**DATA RECORDS:**
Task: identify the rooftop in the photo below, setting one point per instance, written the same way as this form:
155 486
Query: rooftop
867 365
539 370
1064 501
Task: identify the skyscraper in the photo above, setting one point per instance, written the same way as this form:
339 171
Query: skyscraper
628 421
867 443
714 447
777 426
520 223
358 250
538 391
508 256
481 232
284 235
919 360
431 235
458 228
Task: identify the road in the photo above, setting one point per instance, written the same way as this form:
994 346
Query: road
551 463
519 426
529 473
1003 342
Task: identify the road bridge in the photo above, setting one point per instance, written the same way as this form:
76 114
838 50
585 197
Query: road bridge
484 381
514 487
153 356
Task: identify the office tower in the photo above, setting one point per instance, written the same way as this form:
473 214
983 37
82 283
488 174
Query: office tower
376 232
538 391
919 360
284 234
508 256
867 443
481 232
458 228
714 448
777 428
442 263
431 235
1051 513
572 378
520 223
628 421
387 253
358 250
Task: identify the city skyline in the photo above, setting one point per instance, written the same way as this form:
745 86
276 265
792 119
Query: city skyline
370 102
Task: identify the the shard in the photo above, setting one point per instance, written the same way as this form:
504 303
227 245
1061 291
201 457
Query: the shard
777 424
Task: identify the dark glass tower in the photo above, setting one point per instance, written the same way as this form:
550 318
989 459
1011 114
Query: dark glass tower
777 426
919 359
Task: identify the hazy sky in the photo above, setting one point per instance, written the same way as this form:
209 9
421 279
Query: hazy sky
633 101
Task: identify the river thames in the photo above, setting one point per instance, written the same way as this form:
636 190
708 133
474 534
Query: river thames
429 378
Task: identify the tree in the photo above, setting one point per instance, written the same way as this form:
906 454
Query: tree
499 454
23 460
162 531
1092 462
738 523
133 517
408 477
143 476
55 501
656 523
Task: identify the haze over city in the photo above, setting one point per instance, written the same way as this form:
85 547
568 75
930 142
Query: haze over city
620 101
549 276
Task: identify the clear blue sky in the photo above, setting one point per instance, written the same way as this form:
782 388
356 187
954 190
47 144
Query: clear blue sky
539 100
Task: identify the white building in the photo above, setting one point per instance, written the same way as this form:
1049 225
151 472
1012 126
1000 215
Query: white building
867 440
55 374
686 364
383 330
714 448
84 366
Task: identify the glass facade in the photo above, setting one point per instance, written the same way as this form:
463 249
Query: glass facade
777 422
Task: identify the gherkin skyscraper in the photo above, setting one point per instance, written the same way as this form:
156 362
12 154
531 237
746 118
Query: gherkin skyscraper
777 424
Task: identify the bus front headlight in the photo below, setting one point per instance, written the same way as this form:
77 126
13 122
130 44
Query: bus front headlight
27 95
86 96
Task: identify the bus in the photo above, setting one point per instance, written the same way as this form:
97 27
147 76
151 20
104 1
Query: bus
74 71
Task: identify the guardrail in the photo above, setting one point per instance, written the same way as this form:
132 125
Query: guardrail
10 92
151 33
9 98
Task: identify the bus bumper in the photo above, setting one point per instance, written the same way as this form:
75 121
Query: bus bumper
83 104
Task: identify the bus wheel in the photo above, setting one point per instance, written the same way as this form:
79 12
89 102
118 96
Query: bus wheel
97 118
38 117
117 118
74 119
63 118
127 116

**CHALLENGE:**
Copy all of the material above line for line, without changing anything.

**SOLUTION TO THE EXERCISE:**
Task: identify the rooftop in the photo below, setting one point per instance, written the same way as this form:
155 486
Query: rooftop
867 365
539 370
1064 501
Task: identify the skyscraper in the photo above, setting one point per instance, written the same way as this form:
339 171
Query: skyscraper
628 421
867 443
714 447
777 426
520 223
358 250
538 391
508 256
481 232
284 235
919 360
431 235
458 228
Task: identify the road in the photo above, setting one point per instance, written the same way as this form:
994 346
Query: road
551 463
519 426
529 473
1003 342
Task: identify the road bridge in the photo above, setting one point per instance, written the same way as this form:
76 114
838 50
585 197
Query: road bridge
484 381
514 487
153 356
Task: identify the office tower in the photo above, setting one point per instance, written the same way as this form:
473 214
983 37
82 283
488 174
Query: office tower
376 232
538 391
919 360
284 234
508 256
867 443
481 232
458 228
714 448
777 428
442 263
431 235
1051 513
572 378
520 223
628 421
387 253
358 250
Task: identify the city skyline in the photo above, setting one point per instance, written the same way as this form:
745 86
276 265
792 119
Query: city skyline
370 102
Task: identify the the shard in the photo above, setting one point per instance, written the same way as this form:
504 303
227 245
1061 291
201 457
Query: the shard
777 424
Task: identify the dark glass tower in the photo above, setting one point per instance, written the same way as this form:
550 318
989 459
1011 114
Query: dark glass tower
777 426
919 359
Task: identify the hazy sky in the photo above, setting one point per instance, written the same way as this form:
209 9
421 279
Query: hazy sky
633 101
Task: identify the river thames in the photo above, setting one point per instance, written the same way as this form:
636 190
708 133
474 534
Query: river thames
429 378
Task: identify the tree in the photo above, setting one point per instance, written the same way as this form:
906 454
Query: tree
499 454
23 460
162 531
1092 462
738 523
133 517
408 477
143 476
55 501
656 523
Task: identify the haze over city in the photo above, setting one point per instance, written the same way as this form:
85 547
568 75
930 142
Query: haze over city
620 101
549 276
Task: identify the clear blue sky in the photo above, setting one point per instance, written the same way as this form:
782 388
356 187
954 190
47 144
Query: clear blue sky
539 100
Task: identify the white building in the photo above, setting one point per instance, written the same way as this form:
1049 225
151 472
1012 126
1000 215
Query: white building
867 440
55 374
686 364
383 330
714 448
84 366
Task: identify the glass facade in the photo above, setting one point per instance, written the same way as this form:
463 249
Query: glass facade
777 422
Task: identify the gherkin skyscraper in the photo above, setting one point per instance, written the same way as this form:
156 362
12 154
531 237
746 118
Query: gherkin skyscraper
777 424
Task: identify the bus front headlight in the photo below, setting one point per instance, written the same way as this form:
77 126
13 122
130 44
Query: bus front headlight
27 95
86 96
Task: identify the bus in the photo above, setting one point per instance, written the same way as this form:
97 27
147 76
151 20
104 1
Query: bus
74 71
Task: identify the guardrail in the photo above, setting one point per instance, written the same way as this form:
132 125
Query: guardrail
10 92
151 33
9 98
Task: identify the bus bumper in the photo above, setting one point per instance, written the same way as this form:
75 121
Query: bus bumper
83 104
Task: identify the bus wheel in the photo above, setting one point per instance, written the same way as this form:
79 12
89 102
118 96
Query: bus wheel
97 118
38 117
117 118
74 119
63 118
127 116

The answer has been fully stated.